→ **What is needed**: Your job is to return every line in the data holding the string "format".

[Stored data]

== == ==

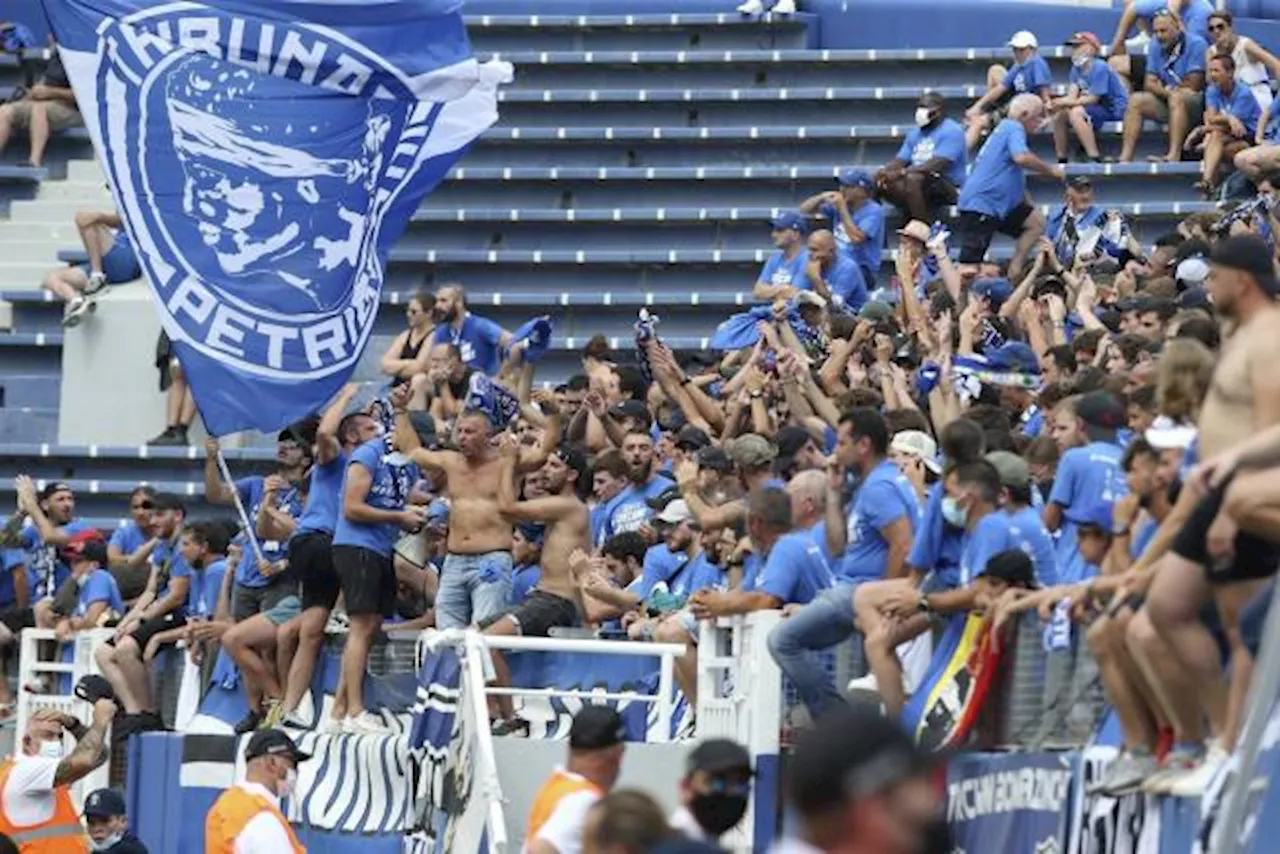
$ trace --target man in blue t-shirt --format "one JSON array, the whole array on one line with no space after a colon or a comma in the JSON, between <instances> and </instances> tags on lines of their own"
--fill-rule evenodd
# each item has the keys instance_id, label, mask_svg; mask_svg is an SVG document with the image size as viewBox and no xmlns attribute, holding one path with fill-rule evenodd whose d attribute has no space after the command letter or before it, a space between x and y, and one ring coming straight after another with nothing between
<instances>
[{"instance_id":1,"label":"man in blue t-shirt","mask_svg":"<svg viewBox=\"0 0 1280 854\"><path fill-rule=\"evenodd\" d=\"M965 142L969 148L976 148L982 135L1006 117L1017 96L1034 95L1046 104L1049 101L1053 74L1040 55L1035 33L1019 30L1009 39L1009 47L1013 50L1013 67L993 65L987 69L987 91L965 111Z\"/></svg>"},{"instance_id":2,"label":"man in blue t-shirt","mask_svg":"<svg viewBox=\"0 0 1280 854\"><path fill-rule=\"evenodd\" d=\"M1209 60L1204 107L1204 124L1191 132L1187 144L1194 145L1203 137L1204 160L1197 186L1207 197L1216 198L1222 162L1231 164L1237 154L1253 145L1262 118L1262 106L1253 90L1236 81L1236 63L1230 54Z\"/></svg>"},{"instance_id":3,"label":"man in blue t-shirt","mask_svg":"<svg viewBox=\"0 0 1280 854\"><path fill-rule=\"evenodd\" d=\"M1151 19L1155 38L1147 45L1147 76L1142 91L1129 99L1124 113L1120 162L1133 160L1146 119L1169 124L1168 163L1182 160L1187 134L1204 114L1204 58L1209 45L1187 33L1168 9Z\"/></svg>"},{"instance_id":4,"label":"man in blue t-shirt","mask_svg":"<svg viewBox=\"0 0 1280 854\"><path fill-rule=\"evenodd\" d=\"M1067 94L1049 102L1053 114L1053 150L1059 163L1067 162L1067 131L1080 141L1085 156L1101 162L1098 151L1098 128L1105 122L1124 118L1129 106L1129 90L1106 60L1101 58L1102 42L1090 32L1080 32L1067 39L1071 47L1071 76Z\"/></svg>"},{"instance_id":5,"label":"man in blue t-shirt","mask_svg":"<svg viewBox=\"0 0 1280 854\"><path fill-rule=\"evenodd\" d=\"M955 204L964 185L968 146L964 128L948 118L937 92L916 101L915 127L892 160L876 173L880 198L907 214L907 219L933 222L938 210Z\"/></svg>"},{"instance_id":6,"label":"man in blue t-shirt","mask_svg":"<svg viewBox=\"0 0 1280 854\"><path fill-rule=\"evenodd\" d=\"M809 262L804 269L804 287L837 308L857 314L867 304L867 283L862 268L837 251L836 239L820 228L809 235Z\"/></svg>"},{"instance_id":7,"label":"man in blue t-shirt","mask_svg":"<svg viewBox=\"0 0 1280 854\"><path fill-rule=\"evenodd\" d=\"M502 354L511 346L511 333L487 317L467 310L466 294L460 285L436 291L431 310L436 322L435 343L458 348L468 367L493 376L502 366Z\"/></svg>"},{"instance_id":8,"label":"man in blue t-shirt","mask_svg":"<svg viewBox=\"0 0 1280 854\"><path fill-rule=\"evenodd\" d=\"M151 674L143 652L151 639L186 625L191 567L180 548L187 509L182 499L159 493L152 499L152 522L159 543L151 550L151 575L142 595L120 620L115 636L94 652L102 675L115 689L124 717L113 738L163 729L159 706L151 690Z\"/></svg>"},{"instance_id":9,"label":"man in blue t-shirt","mask_svg":"<svg viewBox=\"0 0 1280 854\"><path fill-rule=\"evenodd\" d=\"M158 542L151 531L151 499L155 496L156 491L146 485L130 492L129 514L133 518L116 528L107 541L111 572L126 602L138 598L151 575L148 561Z\"/></svg>"},{"instance_id":10,"label":"man in blue t-shirt","mask_svg":"<svg viewBox=\"0 0 1280 854\"><path fill-rule=\"evenodd\" d=\"M61 641L86 629L100 629L124 613L120 588L107 569L107 544L97 531L83 531L63 550L79 592L70 614L58 621L54 633ZM119 724L117 724L118 726Z\"/></svg>"},{"instance_id":11,"label":"man in blue t-shirt","mask_svg":"<svg viewBox=\"0 0 1280 854\"><path fill-rule=\"evenodd\" d=\"M1125 42L1135 24L1145 35L1145 31L1154 25L1156 15L1172 12L1181 17L1183 29L1207 43L1210 41L1209 17L1215 8L1213 0L1126 0L1107 55L1111 57L1116 71L1124 76L1131 76L1131 72L1140 74L1142 57L1134 61L1133 57L1125 54Z\"/></svg>"},{"instance_id":12,"label":"man in blue t-shirt","mask_svg":"<svg viewBox=\"0 0 1280 854\"><path fill-rule=\"evenodd\" d=\"M843 169L836 184L833 191L805 199L800 211L831 221L836 248L858 265L867 288L874 289L884 256L884 207L874 199L875 175L867 169Z\"/></svg>"},{"instance_id":13,"label":"man in blue t-shirt","mask_svg":"<svg viewBox=\"0 0 1280 854\"><path fill-rule=\"evenodd\" d=\"M769 223L773 228L774 252L764 262L756 278L751 296L760 302L791 299L803 290L804 268L809 256L804 251L804 237L809 233L809 220L797 211L784 211Z\"/></svg>"},{"instance_id":14,"label":"man in blue t-shirt","mask_svg":"<svg viewBox=\"0 0 1280 854\"><path fill-rule=\"evenodd\" d=\"M675 484L662 472L655 472L653 437L643 428L629 431L622 440L622 458L630 483L611 502L605 536L636 531L653 517L650 501L673 489Z\"/></svg>"},{"instance_id":15,"label":"man in blue t-shirt","mask_svg":"<svg viewBox=\"0 0 1280 854\"><path fill-rule=\"evenodd\" d=\"M1051 166L1031 153L1027 134L1044 119L1044 101L1035 95L1017 95L1009 102L1009 117L982 144L973 171L960 191L956 207L960 216L960 263L981 264L991 239L999 231L1016 240L1009 278L1018 281L1027 253L1044 233L1044 215L1027 195L1023 169L1031 169L1059 181L1066 179L1060 166Z\"/></svg>"},{"instance_id":16,"label":"man in blue t-shirt","mask_svg":"<svg viewBox=\"0 0 1280 854\"><path fill-rule=\"evenodd\" d=\"M841 489L828 484L825 533L827 550L840 555L836 581L769 634L769 653L795 683L815 719L841 702L817 660L817 651L853 634L855 591L860 584L898 578L906 572L920 508L914 488L887 458L888 452L889 427L878 411L858 407L841 418L835 452L840 483L852 474L859 485L846 514Z\"/></svg>"}]
</instances>

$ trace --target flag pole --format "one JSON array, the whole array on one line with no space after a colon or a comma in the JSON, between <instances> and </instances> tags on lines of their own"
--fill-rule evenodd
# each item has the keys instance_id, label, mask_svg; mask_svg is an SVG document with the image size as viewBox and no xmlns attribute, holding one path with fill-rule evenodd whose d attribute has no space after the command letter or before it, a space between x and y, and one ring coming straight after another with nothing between
<instances>
[{"instance_id":1,"label":"flag pole","mask_svg":"<svg viewBox=\"0 0 1280 854\"><path fill-rule=\"evenodd\" d=\"M249 519L249 514L245 512L244 503L240 500L240 490L236 489L236 482L231 479L231 469L227 468L227 460L222 456L222 448L218 448L218 471L222 473L222 479L226 481L227 486L231 489L231 498L236 503L236 513L240 516L240 524L244 525L244 534L249 538L249 545L253 548L253 556L258 562L266 560L262 556L262 547L258 545L258 535L253 530L253 522Z\"/></svg>"}]
</instances>

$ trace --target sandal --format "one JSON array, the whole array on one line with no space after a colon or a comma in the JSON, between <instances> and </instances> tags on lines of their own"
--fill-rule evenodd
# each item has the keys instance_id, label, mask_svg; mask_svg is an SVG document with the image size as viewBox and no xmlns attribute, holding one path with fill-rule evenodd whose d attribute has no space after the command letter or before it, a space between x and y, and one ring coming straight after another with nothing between
<instances>
[{"instance_id":1,"label":"sandal","mask_svg":"<svg viewBox=\"0 0 1280 854\"><path fill-rule=\"evenodd\" d=\"M529 722L523 718L499 718L489 724L490 735L510 735L516 738L529 737Z\"/></svg>"}]
</instances>

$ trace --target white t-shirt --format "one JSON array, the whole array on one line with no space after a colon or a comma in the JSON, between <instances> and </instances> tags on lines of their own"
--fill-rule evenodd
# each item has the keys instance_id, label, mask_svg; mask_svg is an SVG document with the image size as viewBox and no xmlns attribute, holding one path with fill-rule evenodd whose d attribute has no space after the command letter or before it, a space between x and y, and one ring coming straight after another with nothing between
<instances>
[{"instance_id":1,"label":"white t-shirt","mask_svg":"<svg viewBox=\"0 0 1280 854\"><path fill-rule=\"evenodd\" d=\"M672 830L686 839L692 839L694 842L716 844L716 838L707 835L707 832L702 829L702 825L698 824L698 820L693 817L693 813L689 812L688 807L680 807L673 812L667 823L671 825Z\"/></svg>"},{"instance_id":2,"label":"white t-shirt","mask_svg":"<svg viewBox=\"0 0 1280 854\"><path fill-rule=\"evenodd\" d=\"M587 824L587 813L600 795L594 789L583 789L571 795L565 795L556 804L555 810L546 823L538 829L535 839L541 839L555 846L560 854L580 854L582 851L582 832ZM529 850L526 840L524 850ZM236 852L239 854L239 852Z\"/></svg>"},{"instance_id":3,"label":"white t-shirt","mask_svg":"<svg viewBox=\"0 0 1280 854\"><path fill-rule=\"evenodd\" d=\"M14 757L13 770L4 785L4 814L18 827L40 824L53 818L57 801L53 778L62 760L44 756Z\"/></svg>"},{"instance_id":4,"label":"white t-shirt","mask_svg":"<svg viewBox=\"0 0 1280 854\"><path fill-rule=\"evenodd\" d=\"M236 785L250 794L261 795L277 807L280 806L280 799L261 783L246 780ZM292 850L293 842L289 839L289 831L280 823L280 819L265 810L250 819L236 837L236 854L284 854Z\"/></svg>"}]
</instances>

== == ==

→ **Solution to this exercise**:
$ trace --target man in blue t-shirt --format "one JSON array, the whole array on one line with no space after a colon or a comma in the JSON, between <instances> and </instances> tags on lines of their own"
$ trace --target flag pole --format "one JSON array, the whole array on one line with no space after a colon or a comma in the JSON, between <instances> and </instances> tags on lines of their own"
$ trace --target sandal --format "one JSON array, the whole array on one line with no space after a colon or a comma in the JSON, between <instances> and </instances> tags on lines of their own"
$ trace --target white t-shirt --format "one JSON array, the whole array on one line with no space after a colon or a comma in the JSON, between <instances> and </instances> tags on lines of their own"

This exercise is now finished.